▸ Prompt
An exact reprint of the data below is required, line for line.
──────── Records for the exercise ────────
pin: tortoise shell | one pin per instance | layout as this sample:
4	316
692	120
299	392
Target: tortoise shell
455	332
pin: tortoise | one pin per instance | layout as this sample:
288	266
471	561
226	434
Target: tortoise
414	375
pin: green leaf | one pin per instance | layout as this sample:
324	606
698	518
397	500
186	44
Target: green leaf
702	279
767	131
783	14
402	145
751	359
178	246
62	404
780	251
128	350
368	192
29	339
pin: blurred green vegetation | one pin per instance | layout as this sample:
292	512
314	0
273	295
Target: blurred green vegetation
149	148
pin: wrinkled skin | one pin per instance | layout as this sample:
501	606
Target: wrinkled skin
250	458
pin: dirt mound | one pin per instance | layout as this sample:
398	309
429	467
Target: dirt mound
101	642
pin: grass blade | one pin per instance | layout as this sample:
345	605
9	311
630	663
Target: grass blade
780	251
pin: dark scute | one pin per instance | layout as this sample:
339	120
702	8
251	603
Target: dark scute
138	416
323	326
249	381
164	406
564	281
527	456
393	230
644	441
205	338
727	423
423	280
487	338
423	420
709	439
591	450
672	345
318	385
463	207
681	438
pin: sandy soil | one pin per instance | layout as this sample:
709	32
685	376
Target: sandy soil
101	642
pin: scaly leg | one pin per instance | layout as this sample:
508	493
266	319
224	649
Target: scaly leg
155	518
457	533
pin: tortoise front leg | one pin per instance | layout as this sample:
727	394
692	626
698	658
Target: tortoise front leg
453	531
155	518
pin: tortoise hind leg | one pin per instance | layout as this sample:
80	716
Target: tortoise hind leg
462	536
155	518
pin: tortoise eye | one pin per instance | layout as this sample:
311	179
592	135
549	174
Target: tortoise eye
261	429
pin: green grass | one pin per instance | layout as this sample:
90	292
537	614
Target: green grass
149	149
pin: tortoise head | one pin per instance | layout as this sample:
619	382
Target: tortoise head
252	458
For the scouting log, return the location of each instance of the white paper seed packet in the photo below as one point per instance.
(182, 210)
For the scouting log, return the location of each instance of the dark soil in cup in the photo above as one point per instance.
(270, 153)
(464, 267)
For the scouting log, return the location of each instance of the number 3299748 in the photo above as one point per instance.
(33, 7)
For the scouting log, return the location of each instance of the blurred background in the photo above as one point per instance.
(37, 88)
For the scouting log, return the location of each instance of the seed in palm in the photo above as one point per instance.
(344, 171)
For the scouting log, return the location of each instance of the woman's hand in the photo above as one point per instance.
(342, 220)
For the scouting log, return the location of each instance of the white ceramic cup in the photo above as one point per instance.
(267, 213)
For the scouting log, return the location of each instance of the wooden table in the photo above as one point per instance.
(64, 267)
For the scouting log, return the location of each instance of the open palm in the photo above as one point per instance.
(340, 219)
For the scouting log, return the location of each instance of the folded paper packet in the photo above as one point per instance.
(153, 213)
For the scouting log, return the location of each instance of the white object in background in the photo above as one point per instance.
────────
▸ Solution to this problem
pin: tortoise shell | one pin per instance | layout as this sample:
4	316
692	120
299	392
Target: tortoise shell
455	332
pin: tortoise | one pin per instance | layout as this sample:
288	266
471	561
226	434
Target: tortoise
414	375
pin: green leaf | one pin per instance | layout as this sample:
324	606
698	518
397	500
186	44
Target: green leaf
702	279
767	131
783	14
402	145
751	359
178	246
62	404
780	251
128	350
368	192
29	339
pin: blurred green vegetation | one pin per instance | layout as this sample:
292	512
314	0
273	295
Target: blurred green vegetation
149	148
pin: wrinkled skin | one pin per instance | layout as this sample:
501	606
Target: wrinkled skin
250	458
pin: dirt mound | one pin per instance | layout as this sample:
398	309
429	467
Target: dirt mound
101	642
pin: grass blade | one pin per instance | layout as this sample:
345	605
9	311
630	663
Target: grass blade
780	251
pin: dark scute | one pin per instance | layout as this sample:
339	120
702	8
251	603
Target: dark scute
138	416
323	326
249	381
164	406
564	281
527	456
393	230
644	441
205	338
727	423
423	280
487	338
423	420
709	439
591	450
672	345
318	385
463	207
681	438
pin: sandy soil | one pin per instance | layout as this sample:
709	32
685	376
Target: sandy soil
101	642
pin: scaly leg | one pin per instance | layout as this sample:
508	493
266	319
224	649
Target: scaly leg
155	518
457	533
pin: tortoise front leg | one pin per instance | layout as this sample:
727	394
692	626
698	658
Target: tortoise front leg
453	531
155	518
pin: tortoise hind leg | one pin per instance | layout as this sample:
80	716
Target: tortoise hind leg
462	536
155	518
pin: tortoise eye | one pin per instance | layout as this sample:
311	179
592	135
549	174
Target: tortoise eye
261	429
pin: green grass | one pin per instance | layout as this sample:
90	292
537	614
Target: green grass
149	149
pin: tortoise head | one pin per instance | layout as this sample:
619	382
Target: tortoise head
252	458
For the scouting log, return the location of each instance of the white paper seed packet in the photo below as one point per instance.
(182, 210)
For the scouting log, return the location of each instance of the dark soil in cup in the photo above as one point per instance.
(270, 153)
(464, 267)
For the scouting log, return the location of each instance of the number 3299748 in the photo above as one point per instance.
(33, 7)
For the scouting log, return the location of each instance of the blurred background in the photo above as one point per instance.
(37, 88)
For the scouting log, return the location of each instance of the seed in palm in the photo above as one point per instance.
(344, 171)
For the scouting log, return the location of each instance of the woman's hand in the photo above as one point per instance.
(342, 220)
For the scouting log, return the location of each instance of the white ceramic cup in the photo above as one point per instance.
(267, 213)
For the scouting log, return the location of each instance of the wooden table in the photo above as one point per instance.
(64, 267)
For the scouting log, return the location of each instance of the open palm in the photo above as one point per instance.
(340, 219)
For the scouting log, return the location of each instance of the folded paper packet in the photo above as one point per instance.
(153, 213)
For the scouting log, return the location of each instance of the white object in background in the photo above as one point per instance.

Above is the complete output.